WHAT IS REQUIRED:
Which lines of the records contain the word "water"? Extract each of them in full.
□ □ □ □ □ □ □
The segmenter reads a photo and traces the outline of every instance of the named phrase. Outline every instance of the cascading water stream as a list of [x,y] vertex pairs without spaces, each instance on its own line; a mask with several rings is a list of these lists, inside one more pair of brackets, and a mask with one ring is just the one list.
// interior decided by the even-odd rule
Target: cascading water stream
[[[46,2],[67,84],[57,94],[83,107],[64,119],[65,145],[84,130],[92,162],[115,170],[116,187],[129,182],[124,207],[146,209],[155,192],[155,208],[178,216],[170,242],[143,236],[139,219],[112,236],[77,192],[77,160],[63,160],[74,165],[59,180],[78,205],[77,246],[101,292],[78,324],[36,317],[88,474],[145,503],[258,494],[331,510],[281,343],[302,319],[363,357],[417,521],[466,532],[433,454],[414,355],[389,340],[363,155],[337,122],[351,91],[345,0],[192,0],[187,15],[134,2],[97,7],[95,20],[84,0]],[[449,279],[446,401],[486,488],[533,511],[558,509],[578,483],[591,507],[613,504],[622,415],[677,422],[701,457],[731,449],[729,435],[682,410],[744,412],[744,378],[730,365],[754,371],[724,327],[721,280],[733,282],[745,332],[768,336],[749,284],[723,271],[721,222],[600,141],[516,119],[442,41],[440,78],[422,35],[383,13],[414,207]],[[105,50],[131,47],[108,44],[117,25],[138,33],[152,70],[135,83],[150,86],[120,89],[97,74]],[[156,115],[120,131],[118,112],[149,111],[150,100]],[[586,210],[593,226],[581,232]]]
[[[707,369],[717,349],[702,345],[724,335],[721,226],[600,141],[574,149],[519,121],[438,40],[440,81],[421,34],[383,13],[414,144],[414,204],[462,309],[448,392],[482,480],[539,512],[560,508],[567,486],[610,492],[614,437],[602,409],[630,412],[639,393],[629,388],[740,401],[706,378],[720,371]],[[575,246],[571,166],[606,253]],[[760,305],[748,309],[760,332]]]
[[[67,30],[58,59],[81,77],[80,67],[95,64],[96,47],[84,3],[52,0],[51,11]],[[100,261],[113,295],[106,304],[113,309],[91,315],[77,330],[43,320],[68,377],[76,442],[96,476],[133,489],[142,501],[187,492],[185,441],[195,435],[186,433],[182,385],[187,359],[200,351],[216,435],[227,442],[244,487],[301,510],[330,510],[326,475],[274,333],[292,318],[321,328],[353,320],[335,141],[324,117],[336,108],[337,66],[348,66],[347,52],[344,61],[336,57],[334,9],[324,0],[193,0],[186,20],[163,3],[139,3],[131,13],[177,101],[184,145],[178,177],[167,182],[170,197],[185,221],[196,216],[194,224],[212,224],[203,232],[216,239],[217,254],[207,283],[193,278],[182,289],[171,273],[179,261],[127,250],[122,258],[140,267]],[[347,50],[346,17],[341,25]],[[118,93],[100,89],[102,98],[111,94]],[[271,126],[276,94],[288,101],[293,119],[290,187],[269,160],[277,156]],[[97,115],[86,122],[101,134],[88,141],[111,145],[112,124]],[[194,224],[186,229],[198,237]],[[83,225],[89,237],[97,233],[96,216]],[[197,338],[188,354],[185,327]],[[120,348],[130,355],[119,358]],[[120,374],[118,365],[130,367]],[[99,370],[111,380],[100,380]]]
□ □ □ □ □ □ □
TASK SOLUTION:
The segmenter reads a photo and traces the outline of every instance of the named phrase. Outline every instance of the cascading water stream as a list of [x,y] vertex pairs without spaces, each instance on its own line; a mask with several rings is a list of these lists, inside one more pair of brackets, and a mask with one ring is just the one list.
Target: cascading water stream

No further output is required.